#### [Tasks for this exercise]
#1 Decide whether each statement, marked (a), (b) and (c), agrees with the text on analog-to-digital converters below. Answer yes or no for each and quote the words of the text that decide it.
(a) ADCs are traditionally divided into two main types.
(b) Quantization is the first processing step in converting an analog signal.
(c) Filtering and sampling change the signal from continuous time to discrete time.
#2 Using the text on analog-to-digital converters below, answer the three questions marked (a), (b) and (c).
(a) In what forms can an ADC sample the analog signal?
(b) How many processing steps does it take to convert an analog signal into the digital domain?
(c) What is shown in Figure 2-1?

#### [Text shown]
⁂
Analog-to-digital converter (ADC) is a mixed-signal electronics system that interfaces the analog domain signals to the digital world. An ADC samples the analog signal in one form (i.e. voltage, current, time, charge, etc.) and quantizes it to the equivalent discrete digital codes (1s and 0s) that can be further processed by digital backend processors. ADCs are traditionally divided into two main types: Nyquist rate and oversampling data converters. In this chapter, the fundamentals of ADC and the popular ADC architectures that are suitable for high data rate applications and power efficient are explained briefly. Also the performance metrics of ADCs are presented.

## 2.1 Fundamentals of Analog to Digital Converters

An analog signal is converted into the digital domain in three processing steps. The first two steps involved filtering and sampling of the analog signal. These two steps band limit the analog signal, clean the high frequency noise on the signal, and change the filtered signal from the continuous time nature to discrete time. The third step deals with quantization of the sampled discrete analog signal and assigning a digital code to each of the quantized levels. The basic block diagram of an analog-to-digital converter is shown in Figure 2-1.
⁂
#### [Material shown]
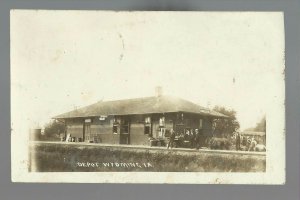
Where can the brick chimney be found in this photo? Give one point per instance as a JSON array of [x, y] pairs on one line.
[[158, 91]]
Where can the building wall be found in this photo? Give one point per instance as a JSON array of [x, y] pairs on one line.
[[74, 127], [137, 130], [102, 130]]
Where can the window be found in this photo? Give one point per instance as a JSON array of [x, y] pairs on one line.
[[115, 129], [147, 130], [147, 120], [161, 132], [162, 121], [200, 123]]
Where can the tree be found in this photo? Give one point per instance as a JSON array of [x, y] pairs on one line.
[[54, 128], [225, 126]]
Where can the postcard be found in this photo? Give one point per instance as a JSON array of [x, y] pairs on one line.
[[147, 97]]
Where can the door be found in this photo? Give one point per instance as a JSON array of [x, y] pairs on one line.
[[87, 131], [125, 131]]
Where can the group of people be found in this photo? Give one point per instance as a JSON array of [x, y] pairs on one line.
[[250, 143], [191, 138]]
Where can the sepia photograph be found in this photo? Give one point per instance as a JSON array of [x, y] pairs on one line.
[[147, 97]]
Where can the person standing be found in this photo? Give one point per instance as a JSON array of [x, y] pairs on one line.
[[237, 141], [171, 139], [192, 139], [197, 139]]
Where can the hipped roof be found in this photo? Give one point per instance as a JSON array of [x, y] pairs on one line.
[[146, 105]]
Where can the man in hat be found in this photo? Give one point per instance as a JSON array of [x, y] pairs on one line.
[[171, 139]]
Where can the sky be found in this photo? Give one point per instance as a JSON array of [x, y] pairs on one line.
[[61, 60]]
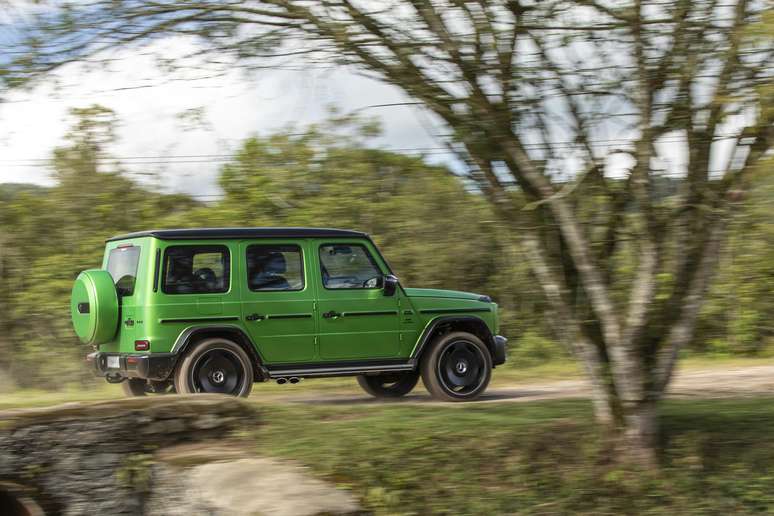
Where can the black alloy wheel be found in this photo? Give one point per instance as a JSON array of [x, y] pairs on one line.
[[215, 366], [458, 367], [217, 371]]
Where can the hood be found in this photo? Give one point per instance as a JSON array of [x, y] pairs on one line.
[[432, 292]]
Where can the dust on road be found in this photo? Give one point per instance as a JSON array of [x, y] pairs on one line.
[[696, 383]]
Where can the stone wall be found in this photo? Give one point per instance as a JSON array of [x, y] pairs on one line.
[[99, 458]]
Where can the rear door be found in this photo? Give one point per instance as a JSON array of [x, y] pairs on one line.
[[278, 300], [355, 319]]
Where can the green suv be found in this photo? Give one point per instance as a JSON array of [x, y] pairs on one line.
[[214, 310]]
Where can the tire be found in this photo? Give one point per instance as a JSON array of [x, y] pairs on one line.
[[217, 366], [390, 385], [457, 367], [139, 387]]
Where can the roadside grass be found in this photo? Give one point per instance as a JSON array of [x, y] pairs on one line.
[[539, 457], [511, 374], [528, 458]]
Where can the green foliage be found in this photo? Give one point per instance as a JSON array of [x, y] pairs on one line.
[[433, 230]]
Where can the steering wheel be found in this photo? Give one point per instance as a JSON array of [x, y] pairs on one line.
[[205, 275]]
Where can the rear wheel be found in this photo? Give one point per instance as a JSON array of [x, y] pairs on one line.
[[458, 367], [217, 366], [390, 385]]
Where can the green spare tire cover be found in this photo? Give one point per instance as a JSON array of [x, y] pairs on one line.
[[94, 307]]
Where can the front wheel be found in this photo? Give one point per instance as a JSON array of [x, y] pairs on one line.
[[457, 367], [217, 366], [390, 385]]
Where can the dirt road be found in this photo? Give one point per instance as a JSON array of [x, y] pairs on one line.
[[697, 383]]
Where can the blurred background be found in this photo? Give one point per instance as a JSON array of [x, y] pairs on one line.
[[601, 169], [432, 226]]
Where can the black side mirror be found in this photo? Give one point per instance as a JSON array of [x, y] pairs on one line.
[[390, 285]]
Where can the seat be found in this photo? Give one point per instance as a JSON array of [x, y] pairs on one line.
[[269, 272]]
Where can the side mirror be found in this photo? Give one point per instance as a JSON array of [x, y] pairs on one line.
[[390, 285]]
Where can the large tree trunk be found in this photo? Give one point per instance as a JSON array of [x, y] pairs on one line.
[[639, 435]]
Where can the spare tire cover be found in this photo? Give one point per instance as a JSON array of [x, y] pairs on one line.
[[94, 307]]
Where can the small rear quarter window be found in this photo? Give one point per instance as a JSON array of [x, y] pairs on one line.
[[122, 266], [196, 270]]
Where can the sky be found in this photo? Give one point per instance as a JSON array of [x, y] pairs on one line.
[[148, 105], [156, 146]]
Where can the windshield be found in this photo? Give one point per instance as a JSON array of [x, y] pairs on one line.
[[122, 265]]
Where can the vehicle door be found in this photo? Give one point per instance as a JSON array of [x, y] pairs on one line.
[[355, 318], [278, 300]]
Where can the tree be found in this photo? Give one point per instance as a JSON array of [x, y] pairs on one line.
[[541, 97]]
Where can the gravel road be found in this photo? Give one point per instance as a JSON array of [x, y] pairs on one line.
[[695, 383]]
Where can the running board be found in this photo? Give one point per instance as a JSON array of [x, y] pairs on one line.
[[336, 371]]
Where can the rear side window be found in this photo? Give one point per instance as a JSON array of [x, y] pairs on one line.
[[196, 269], [274, 267], [346, 266], [122, 266]]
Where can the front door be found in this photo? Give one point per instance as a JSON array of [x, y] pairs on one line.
[[355, 319], [278, 300]]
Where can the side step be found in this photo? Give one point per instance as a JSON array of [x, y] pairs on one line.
[[340, 370]]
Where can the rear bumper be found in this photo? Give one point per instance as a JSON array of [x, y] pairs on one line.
[[500, 345], [158, 366]]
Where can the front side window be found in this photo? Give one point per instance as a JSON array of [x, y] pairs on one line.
[[274, 267], [348, 266], [122, 266], [196, 270]]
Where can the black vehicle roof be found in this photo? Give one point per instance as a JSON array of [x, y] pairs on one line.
[[224, 233]]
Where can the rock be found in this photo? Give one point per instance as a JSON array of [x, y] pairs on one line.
[[162, 455], [251, 486]]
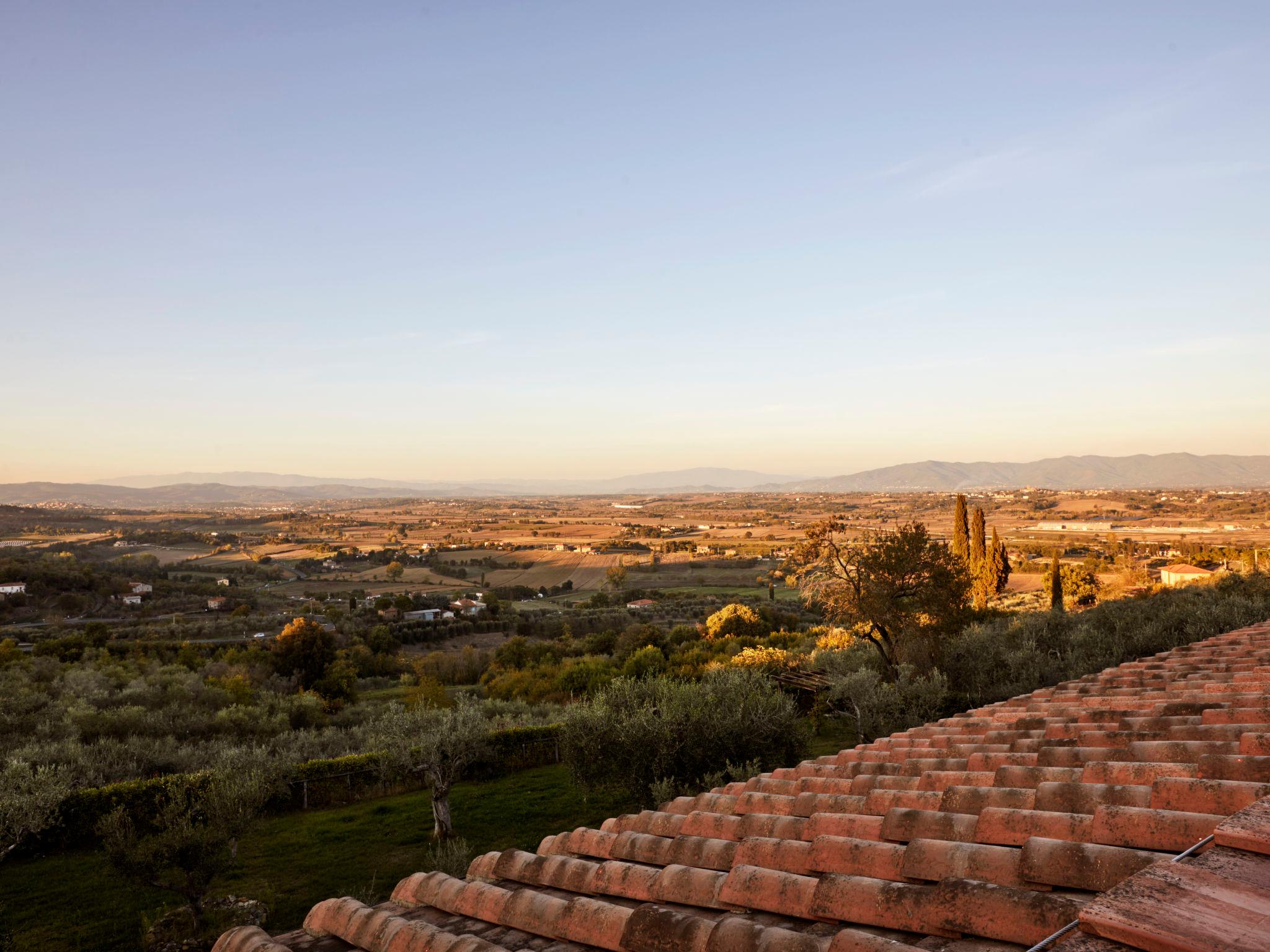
⁂
#### [Response list]
#1
(a) Yes: "ADCs are traditionally divided into two main types: Nyquist rate and oversampling data converters."
(b) No: "The third step deals with quantization of the sampled discrete analog signal"
(c) Yes: "change the filtered signal from the continuous time nature to discrete time"

#2
(a) Voltage, current, time, charge, and so on.
(b) Three.
(c) The basic block diagram of an analog-to-digital converter.